[Opening INPUT RECORDS section]

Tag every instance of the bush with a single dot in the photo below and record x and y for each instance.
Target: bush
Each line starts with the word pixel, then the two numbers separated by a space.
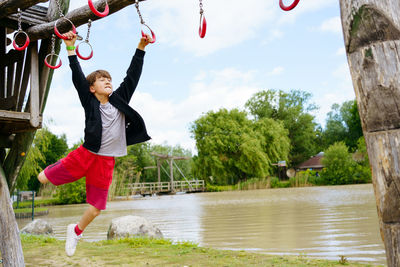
pixel 73 193
pixel 341 168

[Closing INPUT RECORDS section]

* _WORK TASK_: The copy must reproduce the listing above verbatim and contain no pictures.

* _ANSWER TO THIS EXERCISE_:
Tag every instance of the bush with a single dot in the photo below and record x and y for each instance.
Target: bush
Each line starts with the word pixel, then the two numbers separated by a space.
pixel 73 193
pixel 341 168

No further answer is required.